# Material to process
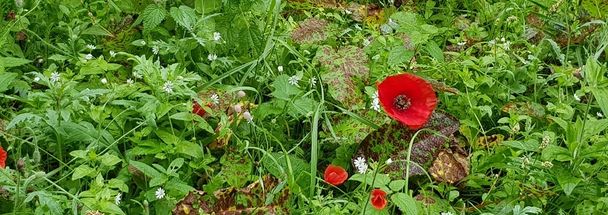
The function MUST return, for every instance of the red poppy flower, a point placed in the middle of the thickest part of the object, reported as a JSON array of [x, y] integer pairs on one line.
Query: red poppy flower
[[335, 175], [408, 99], [2, 158], [197, 109], [378, 199]]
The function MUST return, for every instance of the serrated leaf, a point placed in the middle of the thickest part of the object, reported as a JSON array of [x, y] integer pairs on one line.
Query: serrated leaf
[[406, 203], [153, 15], [145, 168], [184, 16], [8, 62], [6, 79], [282, 88], [82, 171]]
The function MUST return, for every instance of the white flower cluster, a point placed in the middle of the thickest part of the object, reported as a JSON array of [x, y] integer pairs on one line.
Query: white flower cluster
[[361, 165]]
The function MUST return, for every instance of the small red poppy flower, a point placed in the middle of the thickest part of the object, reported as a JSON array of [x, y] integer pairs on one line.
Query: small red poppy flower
[[197, 109], [335, 175], [408, 99], [378, 199], [2, 158]]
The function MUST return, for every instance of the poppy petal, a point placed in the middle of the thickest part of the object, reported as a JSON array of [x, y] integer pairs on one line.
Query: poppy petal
[[420, 93]]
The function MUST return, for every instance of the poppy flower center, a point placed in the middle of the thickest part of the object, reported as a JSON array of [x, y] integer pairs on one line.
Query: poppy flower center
[[402, 102]]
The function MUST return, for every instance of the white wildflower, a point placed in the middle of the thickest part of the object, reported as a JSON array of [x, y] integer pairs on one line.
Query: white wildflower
[[118, 198], [361, 165], [578, 99], [217, 36], [247, 116], [54, 77], [293, 80], [212, 57], [389, 161], [215, 98], [168, 87], [160, 193]]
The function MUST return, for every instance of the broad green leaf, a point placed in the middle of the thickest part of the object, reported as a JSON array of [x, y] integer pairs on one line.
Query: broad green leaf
[[6, 79], [282, 88], [145, 168], [82, 171], [110, 159], [399, 55], [153, 15], [184, 16], [406, 203], [600, 94], [8, 62]]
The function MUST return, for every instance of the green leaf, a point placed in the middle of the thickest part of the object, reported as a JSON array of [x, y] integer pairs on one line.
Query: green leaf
[[396, 185], [8, 62], [110, 160], [434, 51], [600, 94], [399, 55], [406, 203], [184, 16], [6, 79], [282, 88], [153, 15], [96, 30], [189, 148], [82, 171], [145, 168], [98, 66]]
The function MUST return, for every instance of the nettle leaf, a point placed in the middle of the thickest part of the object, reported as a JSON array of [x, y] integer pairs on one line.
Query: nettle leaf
[[283, 89], [8, 62], [406, 203], [98, 66], [184, 16], [82, 171], [6, 79], [153, 15]]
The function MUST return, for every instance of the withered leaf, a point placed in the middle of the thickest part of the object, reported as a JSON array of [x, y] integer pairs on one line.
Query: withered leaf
[[450, 166]]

# Work item
Output all of the entries verbatim, leaving out any images.

# Your response
The function MUST return, for every instance of the red poppy flower, a point placed in the middle of the thickest part of the object, reported as a JSON array of [x, y] integer pairs on one line.
Query: red poppy flower
[[335, 175], [408, 99], [2, 158], [197, 109], [378, 199]]
The function MUST return, for every instance of the serrated leaf, a point placed in the middle of the thickest part of the object, reported as a JSON array of [x, y] integer pairs on one line.
Query: serrated leaf
[[406, 203], [153, 15], [145, 168], [184, 16], [8, 62], [6, 79], [282, 88], [82, 171]]
The function MUST return, for every instance of the white flower cluster, a point placed in the middle of the thickest part of the object, reported as a JSON array of [x, y] integer pairs on one line.
Query: white flower cluster
[[361, 165]]
The function MUST return, for every instance of the small red poppy flower, a point placed in the middle of the thickest part of the object, reported as a JSON array of [x, y] integer pairs on one line.
Query: small red poppy flower
[[197, 109], [335, 175], [408, 99], [378, 199], [2, 158]]
The function MUST return, for every instance of the poppy petal, a point placed in the middle of the thickest part of the object, reported as a JSON array of [x, y] integer pairs on one line.
Query: poppy petal
[[420, 93]]
The function MUST return, for every instance of the poppy flower center, a point placed in the middle of the thickest part of the object, reported as a JSON array of [x, y] integer pairs on one line.
Query: poppy flower center
[[402, 102]]
The function MUST return, for every instance of the white wildflower, a point placed in the middle of the thickest part of the object, reported as a JSON array of [x, y] integer pairs on one line.
Query: white wildflower
[[118, 198], [361, 165], [578, 99], [217, 36], [247, 116], [54, 77], [293, 80], [212, 57], [389, 161], [215, 98], [168, 87], [160, 193]]
The function MUST return, for every instance of the broad green leaf, a point placed in the middle of the thickest part of the object, reported as a JSON array of [x, y] integer pairs on one line.
Query: broad green leaf
[[6, 79], [282, 88], [145, 168], [82, 171], [110, 159], [399, 55], [153, 15], [184, 16], [406, 203], [600, 94], [8, 62]]
The function MUST return, for every instance of the green leaf, a point placed in the middle of the thickest part of the object, reported as a JSON array of [x, y] integer pairs on one line.
Query: green leaf
[[396, 185], [8, 62], [110, 160], [434, 51], [600, 94], [399, 55], [406, 203], [184, 16], [6, 79], [282, 88], [153, 15], [96, 30], [189, 148], [82, 171], [145, 168], [98, 66]]
The function MUST return, for every instance of the nettle leaf, a point placed in the middle of the thickest part of the object, reported as a JSON array of [x, y] integer pairs on one line.
Query: nettle leaf
[[283, 89], [8, 62], [406, 203], [98, 66], [184, 16], [82, 171], [6, 79], [153, 15]]
The function MUST return, for every instance of the withered leaf, a point placed in the middle of the thickest part of the object, reported as a JSON array of [x, y] integer pairs on one line.
Query: withered leaf
[[450, 166]]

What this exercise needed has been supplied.